▶ **Collected data**
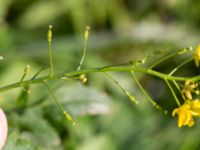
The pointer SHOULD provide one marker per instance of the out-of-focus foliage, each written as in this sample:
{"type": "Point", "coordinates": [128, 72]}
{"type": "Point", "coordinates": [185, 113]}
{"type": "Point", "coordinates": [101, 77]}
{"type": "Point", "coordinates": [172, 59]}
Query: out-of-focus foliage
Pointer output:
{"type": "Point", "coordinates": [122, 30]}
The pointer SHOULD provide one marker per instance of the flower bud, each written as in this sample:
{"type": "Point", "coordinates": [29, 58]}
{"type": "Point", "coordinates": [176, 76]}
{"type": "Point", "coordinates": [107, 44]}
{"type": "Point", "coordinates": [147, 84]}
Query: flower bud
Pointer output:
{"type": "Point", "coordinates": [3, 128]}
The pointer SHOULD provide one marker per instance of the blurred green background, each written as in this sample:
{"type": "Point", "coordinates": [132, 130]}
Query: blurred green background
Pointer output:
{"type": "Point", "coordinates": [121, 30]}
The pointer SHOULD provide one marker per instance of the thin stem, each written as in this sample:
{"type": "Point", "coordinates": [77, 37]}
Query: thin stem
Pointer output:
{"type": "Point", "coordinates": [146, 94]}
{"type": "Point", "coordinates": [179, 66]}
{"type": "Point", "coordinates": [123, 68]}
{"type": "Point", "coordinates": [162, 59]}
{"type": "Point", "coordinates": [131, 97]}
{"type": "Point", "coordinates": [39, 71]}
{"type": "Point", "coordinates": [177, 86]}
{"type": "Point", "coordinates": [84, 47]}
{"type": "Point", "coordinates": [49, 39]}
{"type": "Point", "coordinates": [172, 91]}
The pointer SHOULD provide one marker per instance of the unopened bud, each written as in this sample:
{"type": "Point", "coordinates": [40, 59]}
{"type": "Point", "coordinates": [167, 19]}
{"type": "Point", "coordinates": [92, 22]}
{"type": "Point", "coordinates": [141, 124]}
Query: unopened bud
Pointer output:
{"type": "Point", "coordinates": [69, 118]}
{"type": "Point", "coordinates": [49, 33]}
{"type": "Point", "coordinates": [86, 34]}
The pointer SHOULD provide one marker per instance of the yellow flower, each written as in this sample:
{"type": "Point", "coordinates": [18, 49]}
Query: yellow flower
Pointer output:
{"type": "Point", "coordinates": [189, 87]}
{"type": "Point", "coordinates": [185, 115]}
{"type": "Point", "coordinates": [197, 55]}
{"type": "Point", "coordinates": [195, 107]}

...

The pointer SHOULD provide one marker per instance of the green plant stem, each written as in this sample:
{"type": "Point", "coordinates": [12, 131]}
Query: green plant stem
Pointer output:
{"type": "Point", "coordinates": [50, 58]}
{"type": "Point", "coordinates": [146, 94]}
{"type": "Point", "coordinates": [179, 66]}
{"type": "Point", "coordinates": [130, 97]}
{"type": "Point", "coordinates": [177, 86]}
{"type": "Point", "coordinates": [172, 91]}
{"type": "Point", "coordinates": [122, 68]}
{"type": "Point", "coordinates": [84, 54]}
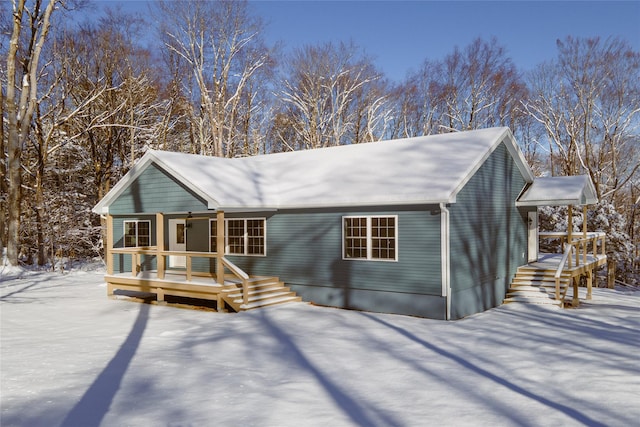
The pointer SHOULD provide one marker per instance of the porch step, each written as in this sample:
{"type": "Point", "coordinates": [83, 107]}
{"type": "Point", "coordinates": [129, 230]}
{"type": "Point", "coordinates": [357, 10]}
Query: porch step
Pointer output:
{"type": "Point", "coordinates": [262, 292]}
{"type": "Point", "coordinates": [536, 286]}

...

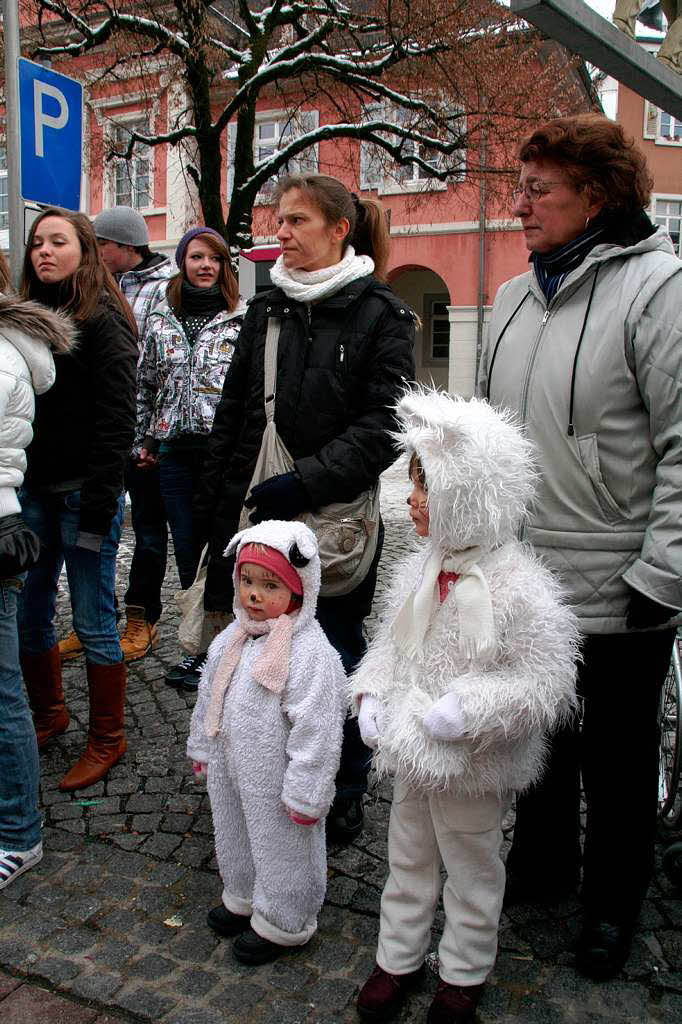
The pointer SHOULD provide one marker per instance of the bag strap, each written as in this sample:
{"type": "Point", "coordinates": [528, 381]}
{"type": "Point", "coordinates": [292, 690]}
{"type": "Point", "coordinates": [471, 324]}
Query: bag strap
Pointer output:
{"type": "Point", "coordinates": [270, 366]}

▶ **Instructions to follow**
Copy verbatim the lines of the records starting at the line containing "The pointer SHOULD provide one marker per instance of the porch" and ending at the line containing "Query: porch step", including both of those lines.

▶ **Completed task**
The pointer SHOULD provide one marker per instance of the porch step, each written as in this sample:
{"type": "Point", "coordinates": [83, 107]}
{"type": "Point", "coordinates": [129, 230]}
{"type": "Point", "coordinates": [357, 10]}
Query: porch step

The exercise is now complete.